## Task goal
Transcribe all of the material exactly. Any picture in it should be left out.

** Start of Material provided **

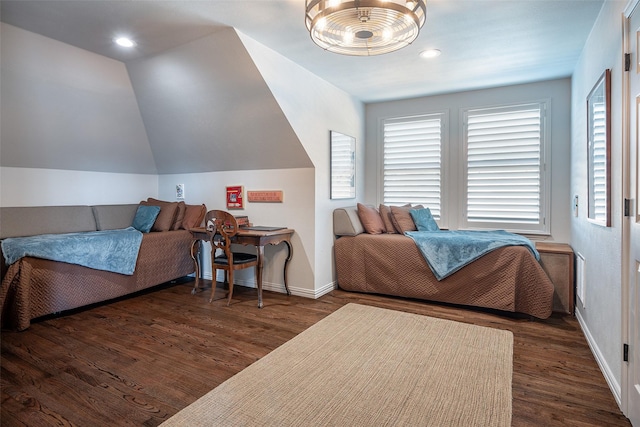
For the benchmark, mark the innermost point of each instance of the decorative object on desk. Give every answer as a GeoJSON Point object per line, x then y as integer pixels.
{"type": "Point", "coordinates": [235, 198]}
{"type": "Point", "coordinates": [599, 150]}
{"type": "Point", "coordinates": [274, 196]}
{"type": "Point", "coordinates": [343, 166]}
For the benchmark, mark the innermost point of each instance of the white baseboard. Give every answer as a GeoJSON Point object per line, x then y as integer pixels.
{"type": "Point", "coordinates": [616, 390]}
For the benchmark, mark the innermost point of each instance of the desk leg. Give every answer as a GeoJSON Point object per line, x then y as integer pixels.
{"type": "Point", "coordinates": [195, 252]}
{"type": "Point", "coordinates": [259, 274]}
{"type": "Point", "coordinates": [286, 264]}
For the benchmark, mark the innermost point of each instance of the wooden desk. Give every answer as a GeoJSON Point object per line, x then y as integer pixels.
{"type": "Point", "coordinates": [259, 239]}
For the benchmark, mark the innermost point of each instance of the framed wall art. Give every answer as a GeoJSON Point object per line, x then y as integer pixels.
{"type": "Point", "coordinates": [235, 199]}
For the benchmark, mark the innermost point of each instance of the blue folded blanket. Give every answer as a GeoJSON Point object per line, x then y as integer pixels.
{"type": "Point", "coordinates": [448, 251]}
{"type": "Point", "coordinates": [109, 250]}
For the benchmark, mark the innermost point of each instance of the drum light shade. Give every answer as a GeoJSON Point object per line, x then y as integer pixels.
{"type": "Point", "coordinates": [365, 27]}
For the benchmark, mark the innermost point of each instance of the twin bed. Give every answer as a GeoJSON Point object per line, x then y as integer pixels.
{"type": "Point", "coordinates": [508, 278]}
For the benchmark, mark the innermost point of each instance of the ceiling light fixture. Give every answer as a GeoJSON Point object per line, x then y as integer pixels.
{"type": "Point", "coordinates": [364, 27]}
{"type": "Point", "coordinates": [124, 42]}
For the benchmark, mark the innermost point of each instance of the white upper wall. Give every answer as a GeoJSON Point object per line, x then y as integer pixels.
{"type": "Point", "coordinates": [314, 107]}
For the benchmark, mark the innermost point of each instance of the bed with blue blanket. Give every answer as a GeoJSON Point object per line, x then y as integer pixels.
{"type": "Point", "coordinates": [60, 258]}
{"type": "Point", "coordinates": [497, 271]}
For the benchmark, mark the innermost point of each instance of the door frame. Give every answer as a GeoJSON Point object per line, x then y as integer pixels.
{"type": "Point", "coordinates": [627, 281]}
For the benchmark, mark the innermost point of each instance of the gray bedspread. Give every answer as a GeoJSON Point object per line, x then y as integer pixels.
{"type": "Point", "coordinates": [108, 250]}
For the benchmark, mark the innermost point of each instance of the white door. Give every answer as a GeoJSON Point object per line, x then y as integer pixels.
{"type": "Point", "coordinates": [631, 392]}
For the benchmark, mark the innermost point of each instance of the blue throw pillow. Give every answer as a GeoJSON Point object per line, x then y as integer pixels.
{"type": "Point", "coordinates": [424, 220]}
{"type": "Point", "coordinates": [145, 217]}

** End of Material provided **

## Expected answer
For the benchmark, mark the innermost point of each instance of the decorative object on desk. Give every answer as a GeoJSON Point object per line, x then y as integer pixels.
{"type": "Point", "coordinates": [235, 198]}
{"type": "Point", "coordinates": [599, 150]}
{"type": "Point", "coordinates": [274, 196]}
{"type": "Point", "coordinates": [343, 166]}
For the benchmark, mark the innermost point of each instance of the white baseboard. Give every answer as a GeoJSON Point object per line, x then y as integer pixels.
{"type": "Point", "coordinates": [616, 390]}
For the benchmark, mark the innermost point of each instance of the desk leg. Give every answer as a GeoJSON Point object per line, x then y as integer pixels.
{"type": "Point", "coordinates": [195, 252]}
{"type": "Point", "coordinates": [259, 274]}
{"type": "Point", "coordinates": [286, 264]}
For the benchmark, mark the innermost point of each instance of the wooden desk. Give every answer as a GeoJSON Point object per line, x then y as integer pixels.
{"type": "Point", "coordinates": [259, 239]}
For the benchmark, mark the innermost point of each instance of the framed wall art. Give every answer as a GeoJSON Point object per line, x then y as integer pixels.
{"type": "Point", "coordinates": [235, 199]}
For the benchmark, mark the innermost point of each instance of the blue folded blanket. Give every answer as a GeoJSON Point object per line, x then y as integer pixels.
{"type": "Point", "coordinates": [448, 251]}
{"type": "Point", "coordinates": [109, 250]}
For the benchmark, mark the innermost point of each instance of the drum light shade. Give every answer as a GeoJSON Point object per line, x then y as integer pixels.
{"type": "Point", "coordinates": [365, 27]}
For the benchmark, mark the innermost point of each instance of the twin bed. Give every answer as a GeoJSON Point object per line, x then y as integer pixels.
{"type": "Point", "coordinates": [508, 278]}
For the benchmark, mark the innermost point of each instance of the ceiling light fixture. Give every answer as a GeoJSON Point object per line, x then y as integer pixels.
{"type": "Point", "coordinates": [364, 27]}
{"type": "Point", "coordinates": [124, 42]}
For the benchmark, mark the innermost point of each instance of the white upper wall. Give every answer as a GeoJSON Point object per line, x then y as integer pixels.
{"type": "Point", "coordinates": [314, 107]}
For the benchmark, mark the innermost point of each instance of the bed with blue blanket. Give every answer as a GeoJSON Point object per line, x then y as integer pixels.
{"type": "Point", "coordinates": [60, 258]}
{"type": "Point", "coordinates": [497, 271]}
For the benchmark, mark the innermost point of each instance of the door frame. Give every answer as a GeoJSON Point object per line, x then y as integer pixels.
{"type": "Point", "coordinates": [627, 281]}
For the benchmark, mark the innermost point of each instance of the gray bedspread. Give every answer as a GeoJSON Point object per line, x then y as integer pixels.
{"type": "Point", "coordinates": [108, 250]}
For the benchmark, mark the innermost point of each instance of the white door. Give every answer as a GeoJSON Point object per line, x then y as integer pixels.
{"type": "Point", "coordinates": [631, 392]}
For the benchmark, mark the innermost point of each instance of the blue throw pillow. Give every answer as a GeoJSON Point object per line, x then y as integer pixels.
{"type": "Point", "coordinates": [424, 220]}
{"type": "Point", "coordinates": [145, 217]}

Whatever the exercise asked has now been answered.